Rewrite the records below, starting at the first line and ending at the line that contains "456,255,640,433", multiplying each answer's box coordinates by 0.9 and rounding to whole numbers, halves up. Keep every other line the same, including the sample coordinates in the format lines.
--- Exercise data ---
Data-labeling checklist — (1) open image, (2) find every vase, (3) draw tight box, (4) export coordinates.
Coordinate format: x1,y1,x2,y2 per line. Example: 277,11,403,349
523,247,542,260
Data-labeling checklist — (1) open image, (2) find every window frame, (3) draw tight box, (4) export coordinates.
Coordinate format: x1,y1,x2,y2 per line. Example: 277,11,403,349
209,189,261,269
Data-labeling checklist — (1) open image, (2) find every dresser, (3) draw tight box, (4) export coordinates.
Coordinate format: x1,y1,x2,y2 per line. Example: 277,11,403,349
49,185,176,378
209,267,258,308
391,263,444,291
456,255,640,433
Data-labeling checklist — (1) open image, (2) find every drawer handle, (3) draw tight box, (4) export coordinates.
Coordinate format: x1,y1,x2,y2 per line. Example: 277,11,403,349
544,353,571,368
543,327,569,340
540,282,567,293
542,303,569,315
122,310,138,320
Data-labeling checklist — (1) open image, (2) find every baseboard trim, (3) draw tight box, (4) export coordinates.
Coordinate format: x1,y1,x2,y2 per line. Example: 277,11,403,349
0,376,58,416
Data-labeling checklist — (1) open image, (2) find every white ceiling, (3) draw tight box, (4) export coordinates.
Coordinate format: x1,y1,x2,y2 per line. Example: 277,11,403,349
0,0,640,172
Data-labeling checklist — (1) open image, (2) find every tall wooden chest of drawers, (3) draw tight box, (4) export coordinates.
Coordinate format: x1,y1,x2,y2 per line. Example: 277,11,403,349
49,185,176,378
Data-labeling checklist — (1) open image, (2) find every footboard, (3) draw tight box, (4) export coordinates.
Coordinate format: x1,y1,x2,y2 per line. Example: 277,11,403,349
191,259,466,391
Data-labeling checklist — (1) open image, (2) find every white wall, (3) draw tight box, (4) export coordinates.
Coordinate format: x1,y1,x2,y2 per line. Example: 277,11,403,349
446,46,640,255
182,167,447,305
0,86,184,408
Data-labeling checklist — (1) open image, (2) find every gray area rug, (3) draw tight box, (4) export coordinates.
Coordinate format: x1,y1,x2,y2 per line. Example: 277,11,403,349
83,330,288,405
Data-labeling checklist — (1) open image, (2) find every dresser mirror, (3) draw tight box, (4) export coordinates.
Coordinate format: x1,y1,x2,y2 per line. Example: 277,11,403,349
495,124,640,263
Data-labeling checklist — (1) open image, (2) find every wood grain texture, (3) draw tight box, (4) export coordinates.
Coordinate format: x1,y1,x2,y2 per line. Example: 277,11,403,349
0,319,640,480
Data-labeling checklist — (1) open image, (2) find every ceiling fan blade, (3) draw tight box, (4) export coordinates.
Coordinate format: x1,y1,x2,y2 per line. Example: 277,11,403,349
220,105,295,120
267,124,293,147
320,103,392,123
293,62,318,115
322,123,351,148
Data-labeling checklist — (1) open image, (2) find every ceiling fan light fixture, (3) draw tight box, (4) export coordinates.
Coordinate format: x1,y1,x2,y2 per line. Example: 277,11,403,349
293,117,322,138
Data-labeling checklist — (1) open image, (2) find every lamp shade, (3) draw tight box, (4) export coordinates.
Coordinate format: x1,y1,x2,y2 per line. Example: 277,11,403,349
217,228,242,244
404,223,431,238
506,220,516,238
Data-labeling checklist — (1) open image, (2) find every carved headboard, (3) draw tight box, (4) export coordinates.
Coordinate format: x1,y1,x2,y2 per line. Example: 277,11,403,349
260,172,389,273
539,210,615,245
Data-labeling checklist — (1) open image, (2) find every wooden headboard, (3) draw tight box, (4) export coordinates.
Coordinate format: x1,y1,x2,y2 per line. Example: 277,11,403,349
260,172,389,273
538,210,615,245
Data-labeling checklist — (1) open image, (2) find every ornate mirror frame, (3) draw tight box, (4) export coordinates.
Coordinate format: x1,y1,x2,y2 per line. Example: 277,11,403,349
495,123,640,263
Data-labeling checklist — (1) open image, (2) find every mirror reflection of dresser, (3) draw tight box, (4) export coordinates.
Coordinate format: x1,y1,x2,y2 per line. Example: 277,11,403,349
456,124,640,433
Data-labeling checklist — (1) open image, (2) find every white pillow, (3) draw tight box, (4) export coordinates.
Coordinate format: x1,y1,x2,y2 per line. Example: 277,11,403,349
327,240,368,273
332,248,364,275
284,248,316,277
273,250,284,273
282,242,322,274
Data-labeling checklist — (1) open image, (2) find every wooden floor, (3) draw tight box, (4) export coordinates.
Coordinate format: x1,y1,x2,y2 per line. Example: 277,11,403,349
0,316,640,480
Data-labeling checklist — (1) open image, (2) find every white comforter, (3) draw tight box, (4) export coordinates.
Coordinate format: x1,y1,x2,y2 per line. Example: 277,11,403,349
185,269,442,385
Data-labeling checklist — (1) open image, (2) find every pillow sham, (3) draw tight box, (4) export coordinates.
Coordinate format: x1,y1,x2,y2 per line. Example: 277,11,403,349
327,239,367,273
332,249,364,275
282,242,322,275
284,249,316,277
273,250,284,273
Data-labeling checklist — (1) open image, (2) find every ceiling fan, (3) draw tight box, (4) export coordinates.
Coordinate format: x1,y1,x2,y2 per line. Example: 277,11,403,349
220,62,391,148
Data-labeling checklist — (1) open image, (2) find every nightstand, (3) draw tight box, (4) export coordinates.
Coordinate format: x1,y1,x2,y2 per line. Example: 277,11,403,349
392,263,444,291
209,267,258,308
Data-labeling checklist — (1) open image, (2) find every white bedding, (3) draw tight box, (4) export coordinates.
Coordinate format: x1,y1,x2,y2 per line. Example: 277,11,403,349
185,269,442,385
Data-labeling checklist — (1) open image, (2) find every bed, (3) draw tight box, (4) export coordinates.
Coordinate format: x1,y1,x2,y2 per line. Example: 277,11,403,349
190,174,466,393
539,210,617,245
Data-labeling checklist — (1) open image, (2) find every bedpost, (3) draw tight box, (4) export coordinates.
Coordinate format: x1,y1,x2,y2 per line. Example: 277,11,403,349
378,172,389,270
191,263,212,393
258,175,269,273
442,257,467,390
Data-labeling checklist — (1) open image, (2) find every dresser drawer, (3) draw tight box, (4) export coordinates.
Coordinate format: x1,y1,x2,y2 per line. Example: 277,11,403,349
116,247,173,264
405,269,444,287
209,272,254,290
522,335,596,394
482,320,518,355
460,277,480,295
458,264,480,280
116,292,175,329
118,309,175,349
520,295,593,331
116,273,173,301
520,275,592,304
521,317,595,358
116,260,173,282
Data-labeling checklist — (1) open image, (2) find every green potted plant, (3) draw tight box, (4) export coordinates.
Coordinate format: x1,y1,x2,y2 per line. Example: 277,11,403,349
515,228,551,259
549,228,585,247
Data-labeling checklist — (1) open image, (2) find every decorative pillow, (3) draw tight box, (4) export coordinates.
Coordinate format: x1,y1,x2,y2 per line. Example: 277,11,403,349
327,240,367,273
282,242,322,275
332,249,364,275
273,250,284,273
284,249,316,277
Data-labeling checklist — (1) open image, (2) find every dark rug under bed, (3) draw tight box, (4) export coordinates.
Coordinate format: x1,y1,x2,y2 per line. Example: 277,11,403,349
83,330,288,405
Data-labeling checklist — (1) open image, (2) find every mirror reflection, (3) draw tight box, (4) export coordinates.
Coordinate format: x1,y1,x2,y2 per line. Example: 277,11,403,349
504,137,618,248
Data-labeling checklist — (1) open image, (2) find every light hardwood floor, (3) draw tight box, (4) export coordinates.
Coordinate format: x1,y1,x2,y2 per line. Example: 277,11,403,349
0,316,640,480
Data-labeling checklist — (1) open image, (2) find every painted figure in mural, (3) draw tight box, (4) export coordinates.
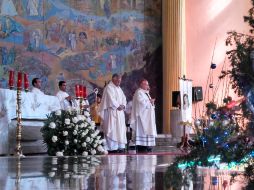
---
## Completed exercise
Data-labeling checklist — (1) open image, (2) find every vase, (3) draw tight box, (4) export coordinates.
Coordinate format: x1,y1,x2,y2 per line. Example: 277,11,403,349
471,222,488,234
Data-labeling checklist — (1) open image, (2) find every window frame, (3) draw tight box, (4) export coordinates.
Coordinate format: x1,y1,x2,y2 per line. Example: 277,11,403,349
188,170,235,242
Data-labeling checklist — (1) open image, (2) find every dresser, (3) draw tight box, (4) export coordinates.
Coordinate format: x1,y1,x2,y2 per line. Example: 277,11,403,349
44,167,158,340
188,240,232,277
352,237,400,262
410,230,576,390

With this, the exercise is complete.